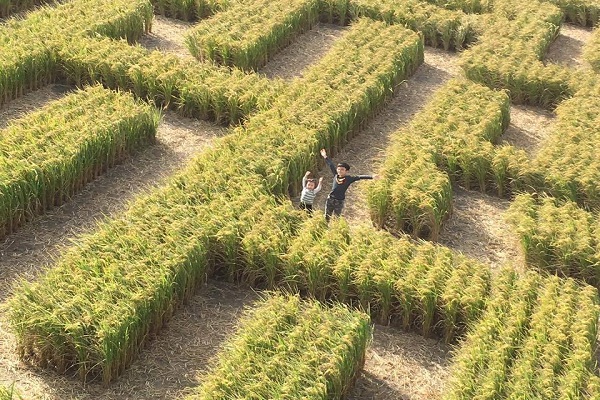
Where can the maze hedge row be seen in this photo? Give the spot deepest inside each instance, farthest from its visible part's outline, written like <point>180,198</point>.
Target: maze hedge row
<point>289,348</point>
<point>248,34</point>
<point>536,339</point>
<point>47,156</point>
<point>94,309</point>
<point>558,236</point>
<point>137,267</point>
<point>455,132</point>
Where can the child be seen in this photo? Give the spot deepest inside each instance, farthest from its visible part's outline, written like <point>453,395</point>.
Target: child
<point>307,197</point>
<point>341,182</point>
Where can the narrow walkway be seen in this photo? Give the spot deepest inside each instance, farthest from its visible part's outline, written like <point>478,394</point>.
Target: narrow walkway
<point>566,50</point>
<point>166,369</point>
<point>366,151</point>
<point>168,35</point>
<point>529,127</point>
<point>31,101</point>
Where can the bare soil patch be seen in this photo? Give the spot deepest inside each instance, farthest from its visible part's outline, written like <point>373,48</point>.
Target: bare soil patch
<point>401,365</point>
<point>366,151</point>
<point>167,35</point>
<point>529,128</point>
<point>25,252</point>
<point>168,368</point>
<point>477,229</point>
<point>31,250</point>
<point>31,101</point>
<point>306,50</point>
<point>566,50</point>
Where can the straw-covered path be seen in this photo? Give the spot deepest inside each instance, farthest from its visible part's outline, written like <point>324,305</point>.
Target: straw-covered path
<point>398,365</point>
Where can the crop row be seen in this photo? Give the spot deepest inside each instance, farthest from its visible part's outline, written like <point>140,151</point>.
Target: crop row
<point>8,393</point>
<point>329,104</point>
<point>94,309</point>
<point>192,89</point>
<point>509,52</point>
<point>455,132</point>
<point>27,46</point>
<point>248,34</point>
<point>8,7</point>
<point>568,160</point>
<point>189,10</point>
<point>48,155</point>
<point>536,339</point>
<point>287,348</point>
<point>558,236</point>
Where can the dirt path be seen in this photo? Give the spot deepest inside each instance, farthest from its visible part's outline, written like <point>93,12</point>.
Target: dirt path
<point>366,151</point>
<point>168,35</point>
<point>306,50</point>
<point>529,127</point>
<point>166,369</point>
<point>402,365</point>
<point>31,101</point>
<point>567,48</point>
<point>477,228</point>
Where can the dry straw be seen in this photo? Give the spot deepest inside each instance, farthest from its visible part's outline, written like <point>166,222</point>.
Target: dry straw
<point>536,339</point>
<point>289,348</point>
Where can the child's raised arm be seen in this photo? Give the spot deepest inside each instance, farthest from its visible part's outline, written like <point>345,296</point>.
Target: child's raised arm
<point>319,186</point>
<point>329,162</point>
<point>305,178</point>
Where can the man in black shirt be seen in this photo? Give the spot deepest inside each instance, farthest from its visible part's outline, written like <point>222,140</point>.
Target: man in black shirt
<point>341,182</point>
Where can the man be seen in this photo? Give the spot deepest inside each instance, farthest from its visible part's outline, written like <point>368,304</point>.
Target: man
<point>341,182</point>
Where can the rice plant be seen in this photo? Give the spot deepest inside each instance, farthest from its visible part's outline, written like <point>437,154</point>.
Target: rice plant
<point>48,155</point>
<point>591,51</point>
<point>440,27</point>
<point>189,10</point>
<point>508,54</point>
<point>535,340</point>
<point>455,132</point>
<point>194,90</point>
<point>28,45</point>
<point>289,348</point>
<point>558,236</point>
<point>247,34</point>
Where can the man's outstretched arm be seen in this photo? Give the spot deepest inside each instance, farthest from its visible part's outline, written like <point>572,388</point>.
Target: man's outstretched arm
<point>329,162</point>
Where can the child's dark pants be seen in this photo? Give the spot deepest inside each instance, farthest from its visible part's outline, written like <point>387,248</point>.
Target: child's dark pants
<point>333,207</point>
<point>307,207</point>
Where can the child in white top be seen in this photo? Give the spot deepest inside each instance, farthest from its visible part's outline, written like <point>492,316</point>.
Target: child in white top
<point>309,191</point>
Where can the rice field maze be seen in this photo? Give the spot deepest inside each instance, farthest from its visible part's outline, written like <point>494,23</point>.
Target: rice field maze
<point>151,159</point>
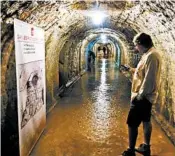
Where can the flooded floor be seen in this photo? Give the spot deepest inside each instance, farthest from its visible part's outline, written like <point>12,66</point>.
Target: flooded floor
<point>90,119</point>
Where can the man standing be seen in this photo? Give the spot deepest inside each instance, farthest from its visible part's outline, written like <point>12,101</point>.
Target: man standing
<point>144,93</point>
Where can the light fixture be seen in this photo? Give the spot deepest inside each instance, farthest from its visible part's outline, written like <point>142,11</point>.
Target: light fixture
<point>103,38</point>
<point>97,16</point>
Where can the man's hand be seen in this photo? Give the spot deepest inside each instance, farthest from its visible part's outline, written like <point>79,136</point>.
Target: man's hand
<point>125,67</point>
<point>139,97</point>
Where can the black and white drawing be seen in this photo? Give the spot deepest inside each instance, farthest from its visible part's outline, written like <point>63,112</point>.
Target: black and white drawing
<point>31,86</point>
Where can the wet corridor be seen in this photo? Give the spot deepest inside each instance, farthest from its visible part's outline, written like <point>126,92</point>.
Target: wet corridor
<point>90,118</point>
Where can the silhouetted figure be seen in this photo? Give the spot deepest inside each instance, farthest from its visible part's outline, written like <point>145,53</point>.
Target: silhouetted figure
<point>91,60</point>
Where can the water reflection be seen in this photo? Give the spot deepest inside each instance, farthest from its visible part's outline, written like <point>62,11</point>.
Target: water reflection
<point>101,116</point>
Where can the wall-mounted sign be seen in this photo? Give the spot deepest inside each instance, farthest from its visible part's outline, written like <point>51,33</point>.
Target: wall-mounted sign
<point>31,89</point>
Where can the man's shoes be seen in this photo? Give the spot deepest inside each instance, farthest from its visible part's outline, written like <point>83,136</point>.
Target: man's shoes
<point>144,149</point>
<point>129,152</point>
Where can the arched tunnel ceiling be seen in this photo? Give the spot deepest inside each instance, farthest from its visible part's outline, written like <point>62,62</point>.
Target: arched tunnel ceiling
<point>124,16</point>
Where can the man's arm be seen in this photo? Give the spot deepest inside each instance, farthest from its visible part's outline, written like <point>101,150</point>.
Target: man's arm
<point>149,81</point>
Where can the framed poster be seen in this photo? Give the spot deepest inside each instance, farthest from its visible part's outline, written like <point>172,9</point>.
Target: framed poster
<point>31,88</point>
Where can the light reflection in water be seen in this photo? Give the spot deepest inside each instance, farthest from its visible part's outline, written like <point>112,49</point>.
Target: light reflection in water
<point>101,116</point>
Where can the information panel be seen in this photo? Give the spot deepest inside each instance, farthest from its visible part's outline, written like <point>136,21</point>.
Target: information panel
<point>31,88</point>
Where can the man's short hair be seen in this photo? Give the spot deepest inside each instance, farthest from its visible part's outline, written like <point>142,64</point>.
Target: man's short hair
<point>143,39</point>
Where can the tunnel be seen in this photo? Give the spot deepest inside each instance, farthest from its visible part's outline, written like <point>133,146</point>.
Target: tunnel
<point>70,32</point>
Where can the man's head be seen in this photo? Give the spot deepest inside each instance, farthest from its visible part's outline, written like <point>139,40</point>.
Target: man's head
<point>142,42</point>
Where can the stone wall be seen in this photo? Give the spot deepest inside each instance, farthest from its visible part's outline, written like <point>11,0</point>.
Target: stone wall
<point>65,29</point>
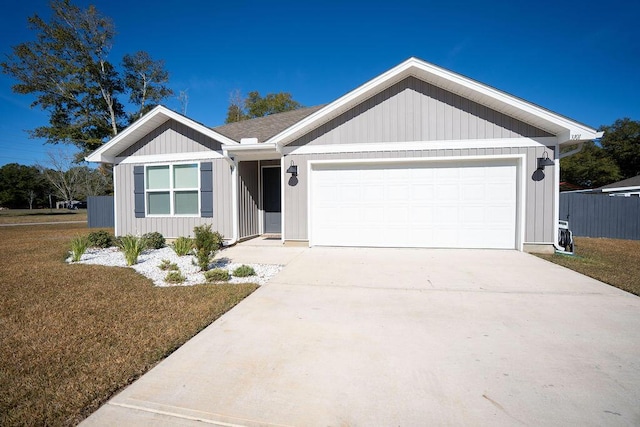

····················

Activity:
Repeat the data word for word; drop the pictures.

Task response:
Where can the maze hedge row be seen in this photo? Give the spot deepest inside each instance, farthest from its visible part's outline, written like <point>180,198</point>.
Target: maze hedge row
<point>289,348</point>
<point>248,34</point>
<point>536,339</point>
<point>47,156</point>
<point>94,309</point>
<point>558,236</point>
<point>137,267</point>
<point>455,132</point>
Where can the child be seen in this photo? Give the spot deepest inside each instance, farthest from its visible part's outline, written like <point>453,395</point>.
Target: child
<point>307,197</point>
<point>341,182</point>
Where can the narrow walkway be seen in this photo? Give the spot deepest inside each instance, farthest from its visible part's outline, written like <point>478,394</point>.
Target: narrow walkway
<point>566,50</point>
<point>166,369</point>
<point>366,151</point>
<point>168,35</point>
<point>529,127</point>
<point>31,101</point>
Where can the bare soil patch be seen in this photo? Give the spot deepest inside each instance, farthest from its visible part's outline, written like <point>373,48</point>.
Target: bare soil patch
<point>401,365</point>
<point>366,151</point>
<point>167,35</point>
<point>529,128</point>
<point>25,252</point>
<point>168,368</point>
<point>477,229</point>
<point>31,250</point>
<point>31,101</point>
<point>306,50</point>
<point>566,50</point>
Where can the straw-covered path be seen in this photo? Give the spot deepest inside each instance, farthest from its visible part's outline, written like <point>324,305</point>.
Target: straw-covered path
<point>398,365</point>
Where can the crop row be seen in this photo? Give the spot deepest inside each instance, farthest from its visible part's outline, written like <point>140,151</point>.
Target: crop row
<point>8,393</point>
<point>329,104</point>
<point>94,309</point>
<point>192,89</point>
<point>509,52</point>
<point>455,132</point>
<point>27,46</point>
<point>248,34</point>
<point>8,7</point>
<point>568,160</point>
<point>189,10</point>
<point>48,155</point>
<point>536,339</point>
<point>287,348</point>
<point>558,236</point>
Where can the dirt path be seen in this photo? Give the spot deepest inside each instance, farthest from its visible part's outline, written like <point>93,12</point>.
Target: dirt path
<point>366,151</point>
<point>168,35</point>
<point>306,50</point>
<point>529,127</point>
<point>166,369</point>
<point>402,365</point>
<point>31,101</point>
<point>567,48</point>
<point>477,228</point>
Where can the dry straw be seen in this photo? Give the spot deepest inside each instance, farthest from its visible part's outline, written like <point>166,222</point>.
Target: dry straw
<point>536,339</point>
<point>289,348</point>
Where can the child's raised arm be seen in this photo? Give the spot deepest inside each instance, farthest from its visible part's outline, written like <point>345,296</point>.
Target: child's raised arm
<point>319,186</point>
<point>329,162</point>
<point>305,178</point>
Where can the man in black shirt be seen in this photo? Give the spot deepest inside each instance, farthest from its visible part's outline, written like <point>222,140</point>.
Target: man in black shirt
<point>341,182</point>
Where can the man be seen in this photo? Give the spot deepest inside each instance, farthest from its visible part's outline, written like <point>368,304</point>.
Target: man
<point>341,182</point>
Where can the rice plant be seen in this photo? Give the spot deepest inside each instance, farthest from its visible part's outline, written like <point>437,154</point>.
Target: rice plant
<point>48,155</point>
<point>591,51</point>
<point>440,27</point>
<point>189,10</point>
<point>508,54</point>
<point>535,340</point>
<point>455,132</point>
<point>194,90</point>
<point>28,45</point>
<point>289,348</point>
<point>558,236</point>
<point>247,34</point>
Where can the man's outstretched arm be seen in this photo? Give the spot deepest inside each instance, farthest from its visible part's outline, written like <point>572,388</point>.
Target: man's outstretched arm
<point>329,162</point>
Where can the child's dark pants be seen in this photo? Give the spot deepest inside each instance, farthest from its visible part's outline, written like <point>387,248</point>.
Target: child's dark pants
<point>333,207</point>
<point>307,207</point>
Where can the child in white top be seen in this photo? Give the spot deepest inside each instance, farthest from its visible part's outline, written like <point>492,316</point>.
Target: child in white top
<point>309,191</point>
Where can the rice field maze be seen in this photo? Give the spot deepest inside each instance, farthest from its visible part's outline, written like <point>494,23</point>.
Target: rice field maze
<point>151,159</point>
Where can the flooded floor be seen in this photo? Give the spot deepest inside each instance, farthest from its visible part's outline, written like <point>12,66</point>.
Target: flooded floor
<point>90,119</point>
Where can the man standing be seen in this photo? Give the spot deepest inside each instance, farthest from its visible part's outline, written like <point>12,101</point>.
Target: man standing
<point>144,93</point>
Where can the light fixture be seen in this photo? Give the spot deepest inside each instance, farthest from its visible part's outline, written like <point>142,11</point>.
Target: light fixture
<point>103,38</point>
<point>97,16</point>
Where can the man's hand be seen in this photo? Give the spot deepest inside each instance, farthest from its visible part's outline, written like <point>79,136</point>.
Target: man's hand
<point>125,67</point>
<point>139,97</point>
Where can the black and white drawing be seen in this photo? Give the spot deepest inside each instance, farthest from its visible part's outline, written like <point>63,112</point>.
Target: black and white drawing
<point>31,86</point>
Where can the wet corridor be seen in this photo? Give the spot deepest inside each instance, farthest from its visible part's outline, written like <point>126,92</point>.
Target: wet corridor
<point>90,118</point>
Where can the silhouetted figure be seen in this photo? Give the spot deepest inside each instance, farthest from its visible part's outline, written like <point>145,53</point>.
Target: silhouetted figure
<point>91,60</point>
Where can the water reflection be seen in this photo? Give the spot deepest inside each instance, farthest from its visible part's outline, written like <point>62,11</point>.
Target: water reflection
<point>101,116</point>
Where can the wall-mounted sign be seen in this photo? Give the spot deepest inside each instance, farthest from its visible part's outline, written like <point>51,33</point>.
Target: wall-mounted sign
<point>31,89</point>
Where can the man's shoes be seen in this photo? Give the spot deepest inside each instance, farthest from its visible part's outline, written like <point>83,136</point>.
Target: man's shoes
<point>144,149</point>
<point>129,152</point>
Where can the arched tunnel ceiling be seen in this photo? Give the spot deepest inside each instance, farthest from its visible part's outline, written like <point>62,62</point>.
Target: arched tunnel ceiling
<point>124,16</point>
Where can the man's arm be seen in this photo? Give the spot deepest inside each instance, farthest from its visible part's outline, written like <point>101,150</point>.
Target: man's arm
<point>149,81</point>
Where can the framed poster be seen in this photo? Give the spot deepest inside each instance, farthest from its visible part's outline, written like <point>172,9</point>.
Target: framed poster
<point>31,88</point>
Where can the light reflection in water be seen in this photo? Give the spot deepest inside each instance, farthest from its visible part's outline, written like <point>112,49</point>.
Target: light reflection in water
<point>101,116</point>
Where can the information panel be seen in this photo? Give the spot deepest inside each instance, farthest from its visible part's outline, written like <point>136,21</point>.
Target: information panel
<point>31,88</point>
Where can the man's short hair be seen in this photo? Give the spot deepest inside each instance, farthest from its visible part's outline, written like <point>142,64</point>.
Target: man's short hair
<point>143,39</point>
Where can the tunnel be seen in this photo? Give the spot deepest inside each instance, farthest from its visible part's outline, written like <point>133,146</point>.
Target: tunnel
<point>70,32</point>
Where can the man's head be seen in this photo? Give the spot deepest inside each instance, farthest from its visible part's outline, written like <point>139,40</point>.
Target: man's head
<point>142,42</point>
Where can the stone wall be seen in this photo? Give the spot deepest inside each instance, farthest from its visible part's outline, written like <point>11,0</point>.
Target: stone wall
<point>65,29</point>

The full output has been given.